# START OF Provided text
Chapter Three, Structure points out the range of different writing systems in the world, but that a tiny subset only of the symbols that comprise those systems can be found on a given computer-keyboard. It shows too that you can use what are known as Character Entity References to address this, such that you emplace ‘unusual’ characters within your content by means of a short mnemonic that represents a given character, prefixed with an ampersand, and suffixed with a semi-colon.

The set of all such mnemonics is limited, however, and some e-readers do not even recognise those defined within the standard. Given this, and as Chapter Three states, you must use a variant on the character-entity approach called ‘Numeric Entity References’. That is, you must cite a number rather than a mnemonic between the ampersand and semi-colon, and this number must be a valid instance of what is called a Unicode ‘Codepoint’.

Similarly, you may state colour values in your CSS code using base-16, or using numbers falling within the seemingly arbitrary range of 0 to 255. This appendix explains from the ground up why these strange numbers and ‘bases’ litter the code-scape, and why we use things like Unicode and related standards such as UTF-8.

Why Bits, Why Binary?

Throughout human history, every form of writing has come down to making distinct differentiations in a medium of some form – an impression in a clay or wax tablet; an inky mark scratched with quill on parchment. Our modern computing machines are no different, as they also represent symbols by means of variations at discrete locations within some storage medium.

Consider the clay tablet with the cuneiform writing in the sidebar. Each symbol corresponds to a unique and well-defined concept, and could represent, for example, the number of sheep a farmer sold at the market each week.
# END OF Provided text
# START OF Entries shown
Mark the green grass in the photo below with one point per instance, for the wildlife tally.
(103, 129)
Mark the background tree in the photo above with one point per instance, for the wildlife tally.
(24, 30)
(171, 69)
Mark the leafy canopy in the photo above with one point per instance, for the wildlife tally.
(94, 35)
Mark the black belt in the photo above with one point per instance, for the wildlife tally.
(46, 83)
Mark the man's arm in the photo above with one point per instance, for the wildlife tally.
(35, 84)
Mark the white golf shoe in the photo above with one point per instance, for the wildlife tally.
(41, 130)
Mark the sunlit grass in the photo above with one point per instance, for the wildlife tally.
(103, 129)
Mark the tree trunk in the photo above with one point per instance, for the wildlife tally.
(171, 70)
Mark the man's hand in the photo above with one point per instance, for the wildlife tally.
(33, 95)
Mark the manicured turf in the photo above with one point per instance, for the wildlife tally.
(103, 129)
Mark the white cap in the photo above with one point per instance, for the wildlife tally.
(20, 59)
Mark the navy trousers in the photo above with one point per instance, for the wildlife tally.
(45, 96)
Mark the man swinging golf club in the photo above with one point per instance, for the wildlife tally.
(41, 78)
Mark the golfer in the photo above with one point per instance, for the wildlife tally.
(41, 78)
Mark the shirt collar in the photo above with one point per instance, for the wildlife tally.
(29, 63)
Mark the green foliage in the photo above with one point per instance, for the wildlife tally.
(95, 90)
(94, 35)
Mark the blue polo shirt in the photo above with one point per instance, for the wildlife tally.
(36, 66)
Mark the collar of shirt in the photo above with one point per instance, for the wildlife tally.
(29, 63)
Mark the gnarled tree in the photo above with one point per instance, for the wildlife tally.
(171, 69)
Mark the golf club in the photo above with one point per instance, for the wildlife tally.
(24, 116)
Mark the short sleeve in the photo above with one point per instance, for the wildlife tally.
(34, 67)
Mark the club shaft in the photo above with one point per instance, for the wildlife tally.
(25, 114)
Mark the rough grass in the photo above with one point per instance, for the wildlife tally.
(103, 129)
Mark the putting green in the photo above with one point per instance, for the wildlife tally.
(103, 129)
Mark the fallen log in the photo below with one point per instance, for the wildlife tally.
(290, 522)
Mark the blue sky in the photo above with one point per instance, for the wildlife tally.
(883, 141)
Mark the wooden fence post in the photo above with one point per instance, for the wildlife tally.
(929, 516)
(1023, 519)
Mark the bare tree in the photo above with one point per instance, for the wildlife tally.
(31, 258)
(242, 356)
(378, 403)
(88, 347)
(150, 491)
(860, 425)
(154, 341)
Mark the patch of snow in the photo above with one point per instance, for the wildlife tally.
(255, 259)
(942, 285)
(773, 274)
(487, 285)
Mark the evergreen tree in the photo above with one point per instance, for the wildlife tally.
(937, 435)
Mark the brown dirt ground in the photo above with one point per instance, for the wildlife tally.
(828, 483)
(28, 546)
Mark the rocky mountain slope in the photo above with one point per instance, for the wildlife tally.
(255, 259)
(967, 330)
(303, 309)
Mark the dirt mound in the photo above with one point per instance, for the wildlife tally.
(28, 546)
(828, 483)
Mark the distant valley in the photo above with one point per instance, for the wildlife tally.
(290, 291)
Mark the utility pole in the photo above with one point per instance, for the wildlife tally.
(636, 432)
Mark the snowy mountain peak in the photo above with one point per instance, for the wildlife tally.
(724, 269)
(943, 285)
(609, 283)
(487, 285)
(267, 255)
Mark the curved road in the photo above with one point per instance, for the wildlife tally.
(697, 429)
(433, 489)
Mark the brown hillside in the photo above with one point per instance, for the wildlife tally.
# END OF Entries shown
# START OF Entries shown
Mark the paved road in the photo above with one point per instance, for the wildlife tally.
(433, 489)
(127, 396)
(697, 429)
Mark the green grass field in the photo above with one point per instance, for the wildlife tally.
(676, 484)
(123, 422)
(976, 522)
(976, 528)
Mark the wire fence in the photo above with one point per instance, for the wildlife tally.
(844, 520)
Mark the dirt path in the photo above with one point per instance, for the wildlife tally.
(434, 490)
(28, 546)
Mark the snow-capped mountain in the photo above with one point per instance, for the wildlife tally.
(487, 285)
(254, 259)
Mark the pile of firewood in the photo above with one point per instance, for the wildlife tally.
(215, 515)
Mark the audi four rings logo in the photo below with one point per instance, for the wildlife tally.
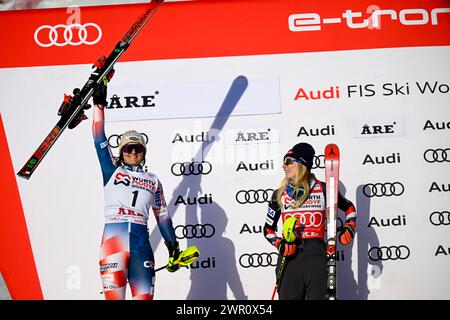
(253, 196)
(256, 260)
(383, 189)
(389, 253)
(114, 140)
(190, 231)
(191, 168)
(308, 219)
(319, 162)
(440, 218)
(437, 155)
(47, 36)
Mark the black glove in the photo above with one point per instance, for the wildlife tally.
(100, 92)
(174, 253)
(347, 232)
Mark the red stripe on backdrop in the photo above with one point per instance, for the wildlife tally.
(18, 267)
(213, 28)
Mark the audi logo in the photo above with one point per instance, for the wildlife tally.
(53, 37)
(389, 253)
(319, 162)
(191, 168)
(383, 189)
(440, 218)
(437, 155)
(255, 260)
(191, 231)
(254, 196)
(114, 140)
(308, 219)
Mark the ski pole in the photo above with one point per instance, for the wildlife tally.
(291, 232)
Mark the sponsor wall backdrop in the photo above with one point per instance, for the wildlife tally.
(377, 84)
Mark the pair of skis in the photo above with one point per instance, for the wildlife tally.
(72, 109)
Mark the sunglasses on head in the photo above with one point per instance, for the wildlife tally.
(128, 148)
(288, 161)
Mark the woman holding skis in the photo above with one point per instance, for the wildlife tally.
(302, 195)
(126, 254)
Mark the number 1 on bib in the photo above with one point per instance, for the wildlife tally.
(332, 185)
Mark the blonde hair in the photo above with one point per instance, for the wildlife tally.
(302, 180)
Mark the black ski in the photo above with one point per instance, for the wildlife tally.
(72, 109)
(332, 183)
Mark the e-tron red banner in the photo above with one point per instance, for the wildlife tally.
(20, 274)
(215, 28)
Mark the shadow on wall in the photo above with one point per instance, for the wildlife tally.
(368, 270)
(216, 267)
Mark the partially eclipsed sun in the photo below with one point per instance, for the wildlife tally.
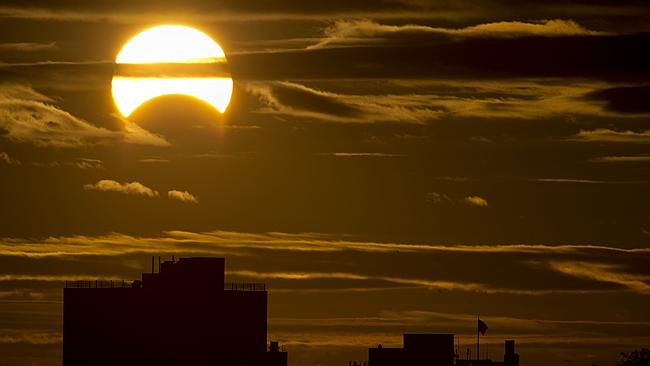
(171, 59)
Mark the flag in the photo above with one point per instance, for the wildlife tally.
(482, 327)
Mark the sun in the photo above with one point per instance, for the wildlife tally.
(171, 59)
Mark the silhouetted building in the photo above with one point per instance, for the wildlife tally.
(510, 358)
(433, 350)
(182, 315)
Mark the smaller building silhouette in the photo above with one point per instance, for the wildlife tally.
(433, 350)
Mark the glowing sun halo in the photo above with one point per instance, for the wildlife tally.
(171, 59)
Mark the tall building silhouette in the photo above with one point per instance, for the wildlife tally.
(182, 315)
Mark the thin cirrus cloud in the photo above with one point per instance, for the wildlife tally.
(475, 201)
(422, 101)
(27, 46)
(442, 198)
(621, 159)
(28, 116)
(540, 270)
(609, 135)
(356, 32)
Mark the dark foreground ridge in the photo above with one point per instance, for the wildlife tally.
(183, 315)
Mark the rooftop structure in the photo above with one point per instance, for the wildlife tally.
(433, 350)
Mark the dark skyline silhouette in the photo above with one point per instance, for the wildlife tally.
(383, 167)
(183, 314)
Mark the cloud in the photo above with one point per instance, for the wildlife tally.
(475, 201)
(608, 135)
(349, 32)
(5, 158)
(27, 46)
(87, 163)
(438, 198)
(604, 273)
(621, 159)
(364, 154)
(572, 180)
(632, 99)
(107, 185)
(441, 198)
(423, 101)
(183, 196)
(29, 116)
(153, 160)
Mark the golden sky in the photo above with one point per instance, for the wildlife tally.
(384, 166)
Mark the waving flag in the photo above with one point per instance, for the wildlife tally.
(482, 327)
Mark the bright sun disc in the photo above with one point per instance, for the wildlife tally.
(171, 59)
# END OF Entries shown
- _Required actions_
A. Retype the passage on character encoding, starting with "Why Bits, Why" and going on through "some storage medium.".
B. Write what comes next in the passage on character encoding, picking up after its last sentence.
This data has nothing to do with the passage on character encoding.

- _Answers by task_
A.
Why Bits, Why Binary?

Throughout human history, every form of writing has come down to making distinct differentiations in a medium of some form – an impression in a clay or wax tablet; an inky mark scratched with quill on parchment. Our modern computing machines are no different, as they also represent symbols by means of variations at discrete locations within some storage medium.

B.
Now imagine that the farmer had used a different 'encoding', and had represented numbers by using a piece of dowel to make a cylindrical impression in the clay (rather than the wedge-shaped indentations of cuneiform), where the depth of the depression represented magnitude. The drawing in the next sidebar captures this idea, showing, say, the number of sheep sold at market on three successive weeks as three cylindrical depressions in a block of clay.

Determining the number of sheep sold in a given week would require no more than the same piece of dowel, marked along the side in regular intervals (like a little cylindrical ruler). The depth to which the dowel penetrated a given hole in the clay would then give the quantity symbolised by the hole. This seems like a reasonable system, but the fact is that the dowel could become worn and therefore shorter with repeated use, and the holes could fill with dirt or other matter, which would change their depth. Equivalently, the farmer would have to be precise when making the depressions in the first place. All such factors promote inaccuracy.

To compound this, a farmer going to market each week would choose wax over clay because it allows continuous creation of records (a given clay tablet can acquire no new records after it has been fired). However, wax would present greater risk of inaccuracy because it softens in warmer weather. That is, repeated measurements during the summer (using the depth gauge) could deepen a given hole over time to the point that it failed to represent the original quantity.

Now imagine that the farmer used a different encoding by doing no more than making a simple hole in the clay for each sheep sold – a ‘unary’ counting model. That is, the presence or absence of a hole would be all that mattered, thus rendering hole depth immaterial, thereby precluding the risk pointed out above of creeping inaccuracy. However, selling, say, nineteen sheep would require nineteen holes, and so the farmer would need to provide much clay surface-area to allow for such large numbers. Yet these would be relatively rare, and so much of that surface area would go to waste in the average case (an inefficient use of the medium). Moreover, selling hundreds of sheep over a given year would require hundreds of holes, which would make counting them a laborious and error prone process when the tax man called.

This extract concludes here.